EXERCISE INSTRUCTIONS: Show each line of the data below in which "target" occurs.

[Collected data]
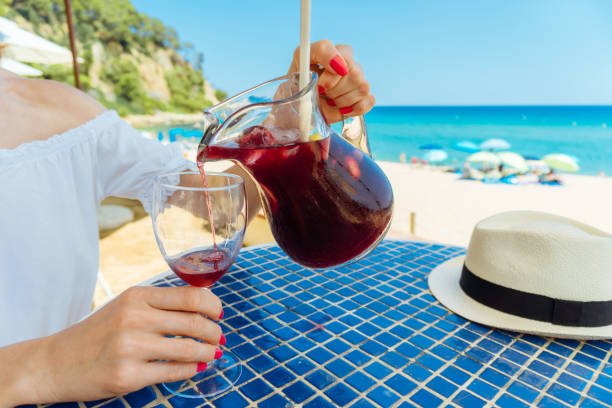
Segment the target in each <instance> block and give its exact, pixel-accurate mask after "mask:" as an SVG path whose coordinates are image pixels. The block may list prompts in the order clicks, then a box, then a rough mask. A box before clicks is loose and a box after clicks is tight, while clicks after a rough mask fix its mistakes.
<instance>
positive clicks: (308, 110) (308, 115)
mask: <svg viewBox="0 0 612 408" xmlns="http://www.w3.org/2000/svg"><path fill="white" fill-rule="evenodd" d="M301 2H302V6H301V10H300V80H299V88H300V90H302V89H304V88H305V87H306V85H307V84H308V81H309V80H310V0H301ZM311 114H312V106H311V100H310V99H307V100H303V101H302V103H300V130H301V133H302V140H303V141H307V140H308V138H309V137H310V117H311Z"/></svg>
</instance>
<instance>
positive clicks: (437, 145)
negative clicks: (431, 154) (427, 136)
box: [419, 143, 442, 150]
mask: <svg viewBox="0 0 612 408" xmlns="http://www.w3.org/2000/svg"><path fill="white" fill-rule="evenodd" d="M419 149H421V150H442V146H440V145H439V144H437V143H428V144H424V145H421V146H419Z"/></svg>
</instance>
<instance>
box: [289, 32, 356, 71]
mask: <svg viewBox="0 0 612 408" xmlns="http://www.w3.org/2000/svg"><path fill="white" fill-rule="evenodd" d="M344 47H345V48H344V49H343V50H340V49H338V47H335V46H334V44H333V43H332V42H331V41H329V40H321V41H316V42H313V43H312V44H310V64H311V65H320V66H322V67H323V69H324V70H326V71H330V72H334V73H335V74H336V75H339V76H345V75H346V74H348V72H349V68H350V67H349V65H348V64H347V61H346V57H347V56H349V57H350V58H351V59H352V48H350V46H344ZM299 63H300V47H297V48H296V49H295V52H294V53H293V60H292V61H291V66H290V67H289V72H297V71H298V70H299Z"/></svg>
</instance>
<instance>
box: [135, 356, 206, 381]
mask: <svg viewBox="0 0 612 408" xmlns="http://www.w3.org/2000/svg"><path fill="white" fill-rule="evenodd" d="M200 368H203V366H200ZM197 370H198V363H193V362H190V363H184V362H179V361H168V362H162V361H152V362H150V363H147V364H146V366H145V369H143V370H142V371H141V375H142V382H143V384H159V383H161V382H174V381H180V380H186V379H187V378H191V377H193V376H194V375H195V374H196V373H197Z"/></svg>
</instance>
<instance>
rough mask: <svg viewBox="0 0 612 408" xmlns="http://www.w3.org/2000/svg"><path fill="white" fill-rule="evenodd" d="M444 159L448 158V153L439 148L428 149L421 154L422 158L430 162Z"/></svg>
mask: <svg viewBox="0 0 612 408" xmlns="http://www.w3.org/2000/svg"><path fill="white" fill-rule="evenodd" d="M446 159H448V154H447V153H446V152H445V151H444V150H440V149H435V150H430V151H428V152H427V153H425V154H424V155H423V160H427V161H428V162H430V163H439V162H441V161H444V160H446Z"/></svg>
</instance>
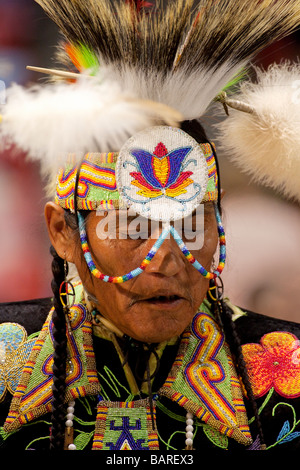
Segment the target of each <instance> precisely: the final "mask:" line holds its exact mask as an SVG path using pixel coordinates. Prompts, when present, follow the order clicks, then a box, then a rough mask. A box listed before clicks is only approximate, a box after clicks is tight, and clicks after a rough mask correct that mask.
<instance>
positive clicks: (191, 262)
mask: <svg viewBox="0 0 300 470" xmlns="http://www.w3.org/2000/svg"><path fill="white" fill-rule="evenodd" d="M214 207H215V214H216V219H217V224H218V234H219V265H218V267H217V268H216V270H215V271H214V272H209V271H207V270H206V269H205V268H204V267H203V266H202V265H201V263H199V261H197V260H196V259H195V258H194V256H193V255H192V254H191V252H190V251H189V250H188V249H187V247H186V246H185V244H184V242H183V240H182V238H181V237H180V235H179V234H178V232H177V231H176V230H175V228H174V227H173V226H171V225H168V226H167V227H165V228H164V229H163V231H162V233H161V234H160V236H159V238H158V239H157V241H156V242H155V243H154V245H153V247H152V248H151V250H150V251H149V253H148V254H147V256H146V257H145V259H144V260H143V261H142V263H141V264H140V266H139V267H138V268H136V269H133V270H132V271H130V272H129V273H127V274H125V275H123V276H108V275H105V274H103V273H102V272H101V271H99V270H98V269H97V268H96V265H95V263H94V261H93V259H92V255H91V252H90V250H89V246H88V241H87V233H86V229H85V220H84V218H83V216H82V214H80V212H78V221H79V233H80V241H81V246H82V250H83V254H84V258H85V260H86V263H87V265H88V268H89V270H90V272H91V273H92V274H93V276H95V277H96V278H98V279H101V280H102V281H104V282H109V283H114V284H121V283H123V282H126V281H129V280H130V279H133V278H134V277H137V276H138V275H140V274H141V273H142V272H143V271H144V270H145V269H146V267H147V266H148V264H149V263H150V262H151V261H152V259H153V258H154V255H155V253H156V252H157V251H158V249H159V248H160V247H161V245H162V244H163V242H164V240H165V239H166V238H167V236H168V235H169V233H171V234H172V236H173V237H174V240H175V241H176V243H177V245H178V247H179V248H180V250H181V251H182V253H183V254H184V256H185V258H186V259H187V260H188V261H189V263H191V264H192V265H193V266H194V268H196V269H197V271H199V272H200V274H201V275H202V276H203V277H204V278H205V279H216V278H217V277H219V276H220V275H221V273H222V271H223V269H224V266H225V259H226V242H225V232H224V228H223V225H222V221H221V216H220V213H219V209H218V206H217V204H215V205H214Z"/></svg>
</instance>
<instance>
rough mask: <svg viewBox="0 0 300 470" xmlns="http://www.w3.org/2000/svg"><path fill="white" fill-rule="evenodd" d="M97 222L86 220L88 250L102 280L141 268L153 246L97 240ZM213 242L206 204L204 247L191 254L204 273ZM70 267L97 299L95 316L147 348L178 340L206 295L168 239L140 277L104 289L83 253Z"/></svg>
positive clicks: (133, 243) (207, 211) (116, 239)
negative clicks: (147, 342) (86, 263)
mask: <svg viewBox="0 0 300 470" xmlns="http://www.w3.org/2000/svg"><path fill="white" fill-rule="evenodd" d="M99 220H100V218H99V216H97V214H96V213H95V212H92V213H91V214H90V216H89V217H88V220H87V234H88V240H89V247H90V251H91V254H92V256H93V259H94V262H95V264H96V266H97V268H98V269H99V270H100V271H101V272H103V273H104V274H108V275H111V276H122V275H124V274H127V273H128V272H129V271H131V270H132V269H135V268H137V267H138V266H140V264H141V262H142V260H143V259H144V258H145V256H146V255H147V254H148V252H149V250H150V249H151V247H152V246H153V244H154V243H155V240H153V239H151V238H148V239H138V240H133V239H130V238H128V239H126V240H122V239H106V240H99V237H98V235H97V226H98V224H99ZM217 242H218V233H217V224H216V220H215V214H214V208H213V205H212V204H205V210H204V243H203V246H202V248H201V249H199V250H197V251H193V252H192V254H193V256H195V258H196V259H197V260H198V261H199V262H200V263H201V264H202V265H203V266H204V267H205V268H206V269H207V270H210V269H211V263H212V258H213V255H214V253H215V250H216V247H217ZM78 252H79V250H78ZM75 264H76V266H77V269H78V272H79V275H80V277H81V279H82V281H83V284H84V286H85V287H86V289H87V291H88V292H89V293H91V294H93V295H94V296H95V297H96V298H97V300H98V304H97V305H96V307H97V309H98V310H99V312H100V313H101V314H102V315H103V316H104V317H105V318H106V319H108V320H110V321H111V322H112V323H113V324H114V325H116V326H117V327H118V328H119V329H120V330H121V331H122V332H123V333H125V334H127V335H128V336H130V337H132V338H134V339H136V340H139V341H144V342H148V343H156V342H162V341H164V340H168V339H171V338H172V337H174V336H177V335H180V334H181V333H182V332H183V331H184V330H185V328H186V327H187V325H188V324H189V323H190V322H191V320H192V318H193V316H194V315H195V313H196V312H197V309H198V307H199V306H200V304H201V303H202V301H203V299H204V297H205V294H206V292H207V289H208V281H207V280H206V279H205V278H203V276H201V274H200V273H199V272H198V271H197V270H196V269H195V268H194V267H193V266H192V265H191V264H190V263H189V262H188V261H187V260H186V258H185V257H184V255H183V254H182V252H181V251H180V249H179V248H178V246H177V244H176V242H175V240H174V239H173V237H172V236H171V237H170V238H169V239H166V240H165V241H164V242H163V244H162V246H161V247H160V248H159V250H158V252H157V253H156V254H155V256H154V258H153V260H152V261H151V263H150V264H149V265H148V266H147V268H146V269H145V271H144V272H143V273H142V274H140V275H139V276H137V277H136V278H134V279H131V280H129V281H127V282H125V283H122V284H108V283H105V282H103V281H101V280H99V279H96V278H95V277H94V276H92V275H91V274H90V273H89V272H88V269H87V266H86V263H85V260H84V259H83V257H82V253H80V254H79V253H77V257H76V260H75Z"/></svg>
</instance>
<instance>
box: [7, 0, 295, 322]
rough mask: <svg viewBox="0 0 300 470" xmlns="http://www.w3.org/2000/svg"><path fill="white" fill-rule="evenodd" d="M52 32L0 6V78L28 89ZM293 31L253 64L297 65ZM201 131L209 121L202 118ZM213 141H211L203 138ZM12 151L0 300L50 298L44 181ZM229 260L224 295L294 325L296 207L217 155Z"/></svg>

SOLUTION TO THIS EXERCISE:
Segment the target in each <instance> block and give its exact, pixel-accurate mask after "mask:" as an SVG path whose coordinates are image pixels. The block may list prompts in the order clicks, then a box, then a rough mask. A box before clicks is loose and a box after clicks is tight, while clicks after a rough mask fix its mistakes.
Segment the target of each <instance> precisely: the final "mask:" line holds its exact mask as an SVG path using pixel coordinates. Prompts, when present, follow the order clicks, then a box, then a rough mask. A box listed before clicks is only approximate, a box after clicks is tight, and clicks after a rough mask correct that mask.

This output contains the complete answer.